*What you need to do*. Give the number of lines in the records that include the word "below", and nothing besides.

[[ Records for this task open ]]

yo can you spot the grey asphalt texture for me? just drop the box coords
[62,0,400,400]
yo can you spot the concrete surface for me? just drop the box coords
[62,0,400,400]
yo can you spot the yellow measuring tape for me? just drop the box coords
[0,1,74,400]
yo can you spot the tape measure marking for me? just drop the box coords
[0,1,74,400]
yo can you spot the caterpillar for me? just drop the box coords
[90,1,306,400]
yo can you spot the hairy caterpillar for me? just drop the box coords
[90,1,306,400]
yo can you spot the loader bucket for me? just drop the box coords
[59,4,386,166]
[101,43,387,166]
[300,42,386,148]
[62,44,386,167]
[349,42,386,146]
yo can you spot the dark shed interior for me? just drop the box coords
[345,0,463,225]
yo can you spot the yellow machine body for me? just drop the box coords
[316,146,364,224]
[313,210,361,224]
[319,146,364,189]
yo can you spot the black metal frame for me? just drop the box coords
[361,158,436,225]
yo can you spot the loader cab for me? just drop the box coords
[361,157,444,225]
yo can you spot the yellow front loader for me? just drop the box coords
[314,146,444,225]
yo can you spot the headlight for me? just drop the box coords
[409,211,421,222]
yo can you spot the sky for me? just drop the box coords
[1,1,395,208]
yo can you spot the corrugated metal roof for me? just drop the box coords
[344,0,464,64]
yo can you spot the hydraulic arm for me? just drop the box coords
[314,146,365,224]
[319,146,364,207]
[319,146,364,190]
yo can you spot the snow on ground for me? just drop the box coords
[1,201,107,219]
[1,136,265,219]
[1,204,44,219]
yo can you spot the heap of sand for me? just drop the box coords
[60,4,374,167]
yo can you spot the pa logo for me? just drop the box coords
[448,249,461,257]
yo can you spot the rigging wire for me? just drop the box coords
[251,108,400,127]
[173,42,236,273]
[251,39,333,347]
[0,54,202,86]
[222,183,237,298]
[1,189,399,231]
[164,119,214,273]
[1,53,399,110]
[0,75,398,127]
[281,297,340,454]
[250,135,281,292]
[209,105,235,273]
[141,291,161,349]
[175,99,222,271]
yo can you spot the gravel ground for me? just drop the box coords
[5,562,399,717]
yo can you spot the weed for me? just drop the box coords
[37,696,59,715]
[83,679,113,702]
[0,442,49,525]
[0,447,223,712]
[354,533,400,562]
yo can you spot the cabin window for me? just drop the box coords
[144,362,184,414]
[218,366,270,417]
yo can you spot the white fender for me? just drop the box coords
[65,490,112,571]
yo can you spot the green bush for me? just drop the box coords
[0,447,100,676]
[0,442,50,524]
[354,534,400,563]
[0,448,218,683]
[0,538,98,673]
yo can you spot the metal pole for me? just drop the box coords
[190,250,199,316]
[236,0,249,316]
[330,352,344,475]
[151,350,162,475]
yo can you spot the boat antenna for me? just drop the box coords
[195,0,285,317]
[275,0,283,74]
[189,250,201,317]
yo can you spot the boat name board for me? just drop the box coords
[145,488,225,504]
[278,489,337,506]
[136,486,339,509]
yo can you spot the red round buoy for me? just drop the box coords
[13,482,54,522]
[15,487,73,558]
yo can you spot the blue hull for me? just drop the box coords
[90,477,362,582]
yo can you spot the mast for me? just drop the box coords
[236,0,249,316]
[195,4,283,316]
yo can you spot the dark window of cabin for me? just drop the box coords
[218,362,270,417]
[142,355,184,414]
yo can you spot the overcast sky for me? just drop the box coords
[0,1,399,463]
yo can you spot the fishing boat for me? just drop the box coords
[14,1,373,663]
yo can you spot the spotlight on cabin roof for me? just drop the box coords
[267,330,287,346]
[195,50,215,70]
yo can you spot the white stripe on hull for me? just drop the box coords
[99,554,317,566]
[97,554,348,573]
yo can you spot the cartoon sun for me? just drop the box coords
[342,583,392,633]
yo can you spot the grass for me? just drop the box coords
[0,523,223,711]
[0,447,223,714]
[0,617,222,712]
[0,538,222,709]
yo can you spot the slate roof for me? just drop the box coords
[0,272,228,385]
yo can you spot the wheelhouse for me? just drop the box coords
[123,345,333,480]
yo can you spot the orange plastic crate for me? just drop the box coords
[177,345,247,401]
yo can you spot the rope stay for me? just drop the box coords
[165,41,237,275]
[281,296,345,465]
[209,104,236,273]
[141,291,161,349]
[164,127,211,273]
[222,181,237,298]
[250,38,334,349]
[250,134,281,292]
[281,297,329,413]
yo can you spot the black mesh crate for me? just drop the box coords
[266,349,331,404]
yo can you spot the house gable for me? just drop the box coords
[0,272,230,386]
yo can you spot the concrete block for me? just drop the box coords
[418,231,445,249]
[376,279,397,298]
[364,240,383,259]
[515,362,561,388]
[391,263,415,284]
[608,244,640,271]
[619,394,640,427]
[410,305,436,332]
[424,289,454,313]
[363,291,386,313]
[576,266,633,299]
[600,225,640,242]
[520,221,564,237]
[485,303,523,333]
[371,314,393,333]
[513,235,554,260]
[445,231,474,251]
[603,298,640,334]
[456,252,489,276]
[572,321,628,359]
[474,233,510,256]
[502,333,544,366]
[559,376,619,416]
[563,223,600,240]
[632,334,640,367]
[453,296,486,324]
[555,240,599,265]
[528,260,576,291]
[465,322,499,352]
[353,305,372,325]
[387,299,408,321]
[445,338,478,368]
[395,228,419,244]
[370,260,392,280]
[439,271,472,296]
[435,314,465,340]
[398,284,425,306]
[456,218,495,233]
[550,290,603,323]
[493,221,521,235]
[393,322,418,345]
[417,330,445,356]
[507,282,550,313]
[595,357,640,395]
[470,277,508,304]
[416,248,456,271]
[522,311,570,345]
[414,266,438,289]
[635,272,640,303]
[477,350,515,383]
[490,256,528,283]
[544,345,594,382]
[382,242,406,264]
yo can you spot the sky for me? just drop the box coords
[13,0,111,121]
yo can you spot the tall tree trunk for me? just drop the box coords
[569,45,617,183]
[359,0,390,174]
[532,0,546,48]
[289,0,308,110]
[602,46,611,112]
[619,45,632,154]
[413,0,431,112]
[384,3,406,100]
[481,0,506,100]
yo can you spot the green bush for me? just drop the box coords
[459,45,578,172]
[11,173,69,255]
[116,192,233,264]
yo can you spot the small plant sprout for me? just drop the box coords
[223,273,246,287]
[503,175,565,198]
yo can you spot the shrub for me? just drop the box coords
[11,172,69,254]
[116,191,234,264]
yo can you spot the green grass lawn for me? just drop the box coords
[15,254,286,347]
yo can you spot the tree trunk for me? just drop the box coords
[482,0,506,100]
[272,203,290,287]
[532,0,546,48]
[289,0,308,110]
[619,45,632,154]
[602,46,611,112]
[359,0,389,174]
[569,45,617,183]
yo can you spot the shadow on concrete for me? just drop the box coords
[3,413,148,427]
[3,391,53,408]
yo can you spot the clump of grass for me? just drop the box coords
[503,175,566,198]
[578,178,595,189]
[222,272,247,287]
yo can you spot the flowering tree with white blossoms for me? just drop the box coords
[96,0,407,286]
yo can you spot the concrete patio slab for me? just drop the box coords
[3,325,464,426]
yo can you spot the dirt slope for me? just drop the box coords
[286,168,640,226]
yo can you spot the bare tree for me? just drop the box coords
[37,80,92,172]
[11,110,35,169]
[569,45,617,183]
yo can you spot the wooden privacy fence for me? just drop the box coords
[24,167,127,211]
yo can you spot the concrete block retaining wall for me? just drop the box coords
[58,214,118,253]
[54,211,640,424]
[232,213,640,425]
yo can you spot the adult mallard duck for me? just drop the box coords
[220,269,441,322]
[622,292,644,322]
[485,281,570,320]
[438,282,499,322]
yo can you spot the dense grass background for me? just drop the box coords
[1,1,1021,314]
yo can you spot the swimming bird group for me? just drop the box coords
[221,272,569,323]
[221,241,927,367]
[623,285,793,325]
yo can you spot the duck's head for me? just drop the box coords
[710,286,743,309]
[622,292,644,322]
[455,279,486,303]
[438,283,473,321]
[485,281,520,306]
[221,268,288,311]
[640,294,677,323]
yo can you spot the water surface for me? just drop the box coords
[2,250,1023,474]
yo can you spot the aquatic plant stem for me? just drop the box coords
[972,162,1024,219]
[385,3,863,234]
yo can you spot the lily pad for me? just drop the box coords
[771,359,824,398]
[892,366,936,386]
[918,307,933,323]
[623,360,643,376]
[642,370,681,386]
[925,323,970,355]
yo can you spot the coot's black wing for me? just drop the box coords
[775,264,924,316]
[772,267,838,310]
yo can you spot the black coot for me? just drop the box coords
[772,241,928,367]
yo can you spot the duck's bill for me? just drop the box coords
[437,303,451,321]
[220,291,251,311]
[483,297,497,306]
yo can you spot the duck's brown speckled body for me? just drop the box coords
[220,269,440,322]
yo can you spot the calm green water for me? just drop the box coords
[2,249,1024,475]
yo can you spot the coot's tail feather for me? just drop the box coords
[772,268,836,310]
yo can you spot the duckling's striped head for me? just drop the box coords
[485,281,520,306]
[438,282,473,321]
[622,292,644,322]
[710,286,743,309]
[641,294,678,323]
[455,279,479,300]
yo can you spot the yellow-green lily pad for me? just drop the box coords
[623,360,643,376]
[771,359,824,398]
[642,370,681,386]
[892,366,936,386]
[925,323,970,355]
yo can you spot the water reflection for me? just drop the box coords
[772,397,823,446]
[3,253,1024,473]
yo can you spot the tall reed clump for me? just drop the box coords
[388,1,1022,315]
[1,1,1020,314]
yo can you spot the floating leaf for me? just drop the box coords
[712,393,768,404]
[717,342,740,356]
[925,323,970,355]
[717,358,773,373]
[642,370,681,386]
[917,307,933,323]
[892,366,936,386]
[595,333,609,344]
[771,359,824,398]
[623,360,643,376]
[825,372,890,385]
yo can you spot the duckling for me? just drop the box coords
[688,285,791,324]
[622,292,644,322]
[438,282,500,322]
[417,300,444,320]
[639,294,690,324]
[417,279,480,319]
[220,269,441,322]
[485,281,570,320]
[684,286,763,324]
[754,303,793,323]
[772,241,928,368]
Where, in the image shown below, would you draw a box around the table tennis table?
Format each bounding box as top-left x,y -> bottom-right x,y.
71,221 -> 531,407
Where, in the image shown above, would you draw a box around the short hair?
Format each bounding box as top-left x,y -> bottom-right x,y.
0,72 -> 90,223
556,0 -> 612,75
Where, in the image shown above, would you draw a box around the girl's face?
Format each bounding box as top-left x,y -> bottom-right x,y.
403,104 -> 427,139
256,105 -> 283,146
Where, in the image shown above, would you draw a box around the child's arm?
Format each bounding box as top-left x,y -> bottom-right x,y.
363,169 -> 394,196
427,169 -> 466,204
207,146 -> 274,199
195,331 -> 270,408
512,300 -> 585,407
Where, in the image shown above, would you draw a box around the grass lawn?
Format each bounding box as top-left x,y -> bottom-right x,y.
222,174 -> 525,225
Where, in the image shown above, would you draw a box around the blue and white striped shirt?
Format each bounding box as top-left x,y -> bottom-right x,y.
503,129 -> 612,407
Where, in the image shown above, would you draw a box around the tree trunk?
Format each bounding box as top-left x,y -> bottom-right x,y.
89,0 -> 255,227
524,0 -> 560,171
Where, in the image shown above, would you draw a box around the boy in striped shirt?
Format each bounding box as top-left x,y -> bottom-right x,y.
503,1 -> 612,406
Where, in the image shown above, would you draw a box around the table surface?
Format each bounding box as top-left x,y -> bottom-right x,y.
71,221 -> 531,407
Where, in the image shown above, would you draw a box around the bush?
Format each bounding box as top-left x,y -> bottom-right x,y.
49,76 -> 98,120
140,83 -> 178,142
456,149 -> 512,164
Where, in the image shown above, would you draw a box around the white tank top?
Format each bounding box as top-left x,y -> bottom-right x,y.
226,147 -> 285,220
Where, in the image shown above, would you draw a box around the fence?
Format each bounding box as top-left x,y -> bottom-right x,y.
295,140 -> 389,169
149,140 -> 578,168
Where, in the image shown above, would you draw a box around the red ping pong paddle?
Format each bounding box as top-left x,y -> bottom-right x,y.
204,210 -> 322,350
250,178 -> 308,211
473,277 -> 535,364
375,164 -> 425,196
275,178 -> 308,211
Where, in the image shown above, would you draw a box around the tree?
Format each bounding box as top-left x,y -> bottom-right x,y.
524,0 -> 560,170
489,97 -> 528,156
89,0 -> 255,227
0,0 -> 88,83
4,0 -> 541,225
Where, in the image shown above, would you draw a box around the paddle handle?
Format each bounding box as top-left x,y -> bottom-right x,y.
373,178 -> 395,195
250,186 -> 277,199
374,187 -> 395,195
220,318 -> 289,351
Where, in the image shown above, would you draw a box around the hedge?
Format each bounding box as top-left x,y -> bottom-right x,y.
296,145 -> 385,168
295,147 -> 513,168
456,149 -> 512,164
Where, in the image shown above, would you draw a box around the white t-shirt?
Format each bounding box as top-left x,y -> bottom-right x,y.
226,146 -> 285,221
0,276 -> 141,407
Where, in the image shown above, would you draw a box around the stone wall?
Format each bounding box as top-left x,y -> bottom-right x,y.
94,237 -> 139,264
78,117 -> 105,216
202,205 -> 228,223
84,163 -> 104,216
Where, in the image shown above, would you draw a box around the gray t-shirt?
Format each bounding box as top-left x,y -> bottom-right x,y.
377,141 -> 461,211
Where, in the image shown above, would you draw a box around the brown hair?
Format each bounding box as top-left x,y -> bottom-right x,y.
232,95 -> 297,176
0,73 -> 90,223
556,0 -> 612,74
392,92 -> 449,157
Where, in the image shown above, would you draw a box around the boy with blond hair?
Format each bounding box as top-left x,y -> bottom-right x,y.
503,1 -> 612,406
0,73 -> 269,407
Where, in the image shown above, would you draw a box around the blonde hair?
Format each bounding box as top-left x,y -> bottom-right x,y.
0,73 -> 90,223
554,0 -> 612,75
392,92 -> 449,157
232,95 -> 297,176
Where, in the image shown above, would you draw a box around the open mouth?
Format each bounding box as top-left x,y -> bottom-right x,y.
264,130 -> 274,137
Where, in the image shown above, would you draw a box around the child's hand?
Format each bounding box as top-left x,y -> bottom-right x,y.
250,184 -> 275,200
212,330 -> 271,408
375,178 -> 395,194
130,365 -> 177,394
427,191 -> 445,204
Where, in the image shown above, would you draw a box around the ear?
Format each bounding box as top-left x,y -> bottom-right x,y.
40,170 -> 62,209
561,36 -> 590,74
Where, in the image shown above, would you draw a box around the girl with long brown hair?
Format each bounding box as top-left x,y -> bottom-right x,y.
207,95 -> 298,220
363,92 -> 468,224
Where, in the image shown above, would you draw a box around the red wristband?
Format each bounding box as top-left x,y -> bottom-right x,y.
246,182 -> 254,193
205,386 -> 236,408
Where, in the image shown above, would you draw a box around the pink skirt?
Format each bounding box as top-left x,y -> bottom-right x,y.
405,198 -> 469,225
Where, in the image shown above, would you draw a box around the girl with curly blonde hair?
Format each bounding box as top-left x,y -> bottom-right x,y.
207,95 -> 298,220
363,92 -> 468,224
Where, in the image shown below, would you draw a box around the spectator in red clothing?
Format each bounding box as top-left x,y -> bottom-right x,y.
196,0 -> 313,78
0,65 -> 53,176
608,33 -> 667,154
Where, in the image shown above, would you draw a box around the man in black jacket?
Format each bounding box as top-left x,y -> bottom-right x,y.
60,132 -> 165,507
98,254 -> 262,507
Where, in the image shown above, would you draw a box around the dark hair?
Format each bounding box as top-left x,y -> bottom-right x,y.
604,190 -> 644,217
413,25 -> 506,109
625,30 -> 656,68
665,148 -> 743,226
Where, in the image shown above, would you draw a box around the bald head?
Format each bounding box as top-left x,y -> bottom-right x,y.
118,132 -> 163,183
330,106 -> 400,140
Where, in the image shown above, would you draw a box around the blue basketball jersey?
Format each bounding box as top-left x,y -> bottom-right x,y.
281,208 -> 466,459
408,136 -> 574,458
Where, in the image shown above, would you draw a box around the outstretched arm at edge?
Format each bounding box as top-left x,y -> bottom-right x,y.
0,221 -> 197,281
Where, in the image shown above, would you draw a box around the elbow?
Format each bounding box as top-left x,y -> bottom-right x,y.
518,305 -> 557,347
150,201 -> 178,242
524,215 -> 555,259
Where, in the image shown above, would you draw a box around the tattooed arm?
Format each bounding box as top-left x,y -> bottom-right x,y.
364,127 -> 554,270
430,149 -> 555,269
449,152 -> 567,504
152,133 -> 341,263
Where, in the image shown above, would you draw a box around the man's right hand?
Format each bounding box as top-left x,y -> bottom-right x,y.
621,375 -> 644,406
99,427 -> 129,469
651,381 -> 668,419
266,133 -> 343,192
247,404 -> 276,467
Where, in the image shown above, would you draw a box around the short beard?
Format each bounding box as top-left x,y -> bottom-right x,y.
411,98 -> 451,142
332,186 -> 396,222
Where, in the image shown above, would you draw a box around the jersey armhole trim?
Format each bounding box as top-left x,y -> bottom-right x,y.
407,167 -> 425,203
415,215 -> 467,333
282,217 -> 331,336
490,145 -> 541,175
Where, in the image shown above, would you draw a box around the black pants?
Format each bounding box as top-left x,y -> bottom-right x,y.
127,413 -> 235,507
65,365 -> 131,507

[[ Records for this task closed ]]

*Answer section*. 2